Stooping Like God
The way we view God determines the way we treat people. My picture of a stooping God has significantly impacted the way I treat people. It is easy to see God stooping to bear the sin of His people in the life of Jesus. But for most it is a stretch to see the gentle and meek behavior of Jesus in the severe and arbitrary actions of the Old Testament God. Because He is God, most of us excuse as His prerogative the bloodthirsty ethnic cleansing, misogyny, homophobia, racism, infanticide, genocide, and megalomania. Can this Old Testament tyrant have anything to do with Jesus?
The Warrior God Is a Cruciform God
Yet, if John is correct in the first chapter of his gospel, then Jesus is the God of the Old Testament! Let that sink in. This means that if the cross is the supreme revelation of what God is truly like (Hebrew 1:1-3) and if God does not change (Micah 3:6), then it reveals what God has always been like throughout history. This means that God has always stooped as He did on Calvary to bear the sin of His people. Yes, that fearsome warrior God of the Old Testament paints a picture of a slain Lamb.

| REQUIRED ACTION |
Please pick up the essay on the stooping God and continue it from its final sentence.

| GIVEN ENTRIES |

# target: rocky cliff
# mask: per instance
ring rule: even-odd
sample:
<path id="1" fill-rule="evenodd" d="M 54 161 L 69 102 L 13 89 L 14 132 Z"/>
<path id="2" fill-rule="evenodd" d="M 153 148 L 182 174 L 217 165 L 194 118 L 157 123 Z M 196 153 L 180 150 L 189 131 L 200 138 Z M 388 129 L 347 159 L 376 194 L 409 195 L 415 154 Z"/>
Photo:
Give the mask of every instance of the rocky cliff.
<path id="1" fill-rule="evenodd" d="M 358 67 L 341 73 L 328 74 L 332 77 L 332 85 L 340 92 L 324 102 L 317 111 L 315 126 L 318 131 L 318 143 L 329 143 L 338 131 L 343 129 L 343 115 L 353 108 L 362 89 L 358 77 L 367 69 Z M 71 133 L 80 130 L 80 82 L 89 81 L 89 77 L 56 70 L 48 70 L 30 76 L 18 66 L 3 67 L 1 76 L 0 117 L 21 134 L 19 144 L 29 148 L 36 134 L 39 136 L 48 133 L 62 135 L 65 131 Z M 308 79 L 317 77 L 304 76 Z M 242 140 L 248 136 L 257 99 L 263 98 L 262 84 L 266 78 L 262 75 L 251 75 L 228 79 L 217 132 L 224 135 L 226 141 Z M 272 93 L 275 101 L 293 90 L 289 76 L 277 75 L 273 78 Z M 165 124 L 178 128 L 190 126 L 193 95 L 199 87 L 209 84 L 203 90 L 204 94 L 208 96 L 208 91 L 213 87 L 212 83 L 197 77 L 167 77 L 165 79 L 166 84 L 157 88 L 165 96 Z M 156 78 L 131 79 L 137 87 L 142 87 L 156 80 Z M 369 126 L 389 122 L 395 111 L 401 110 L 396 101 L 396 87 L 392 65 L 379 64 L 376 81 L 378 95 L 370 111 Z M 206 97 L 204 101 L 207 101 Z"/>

| ANSWER FOR THE TASK |
What I’m saying is that if we don’t understand God—especially the Old Testament God—as a stooping, cruciform god, then we can never comprehend how we should stoop to accommodate others, let alone do it.
“Because God sovereignly chose to create a world in which true freedom exists, he cannot override the personhood of people by controlling them. He must work with them, and through them, by means of a loving influence. This is what we should expect, given that we know that the kind of power God relies on is revealed on the cross (I Cor 1:18). Since God does not lobotomize people to get them where he wishes they were, he must be willing to humbly stoop to relate to them as they are. Which, in turn, means that God must patiently bear people’s sin as he continues to influence them in the direction he wants for them.
“This is why God has always been willing stoop to allow the sin of his people—including their sinful conceptions of him—to condition how he appears whenever he “breathes” revelations of himself.”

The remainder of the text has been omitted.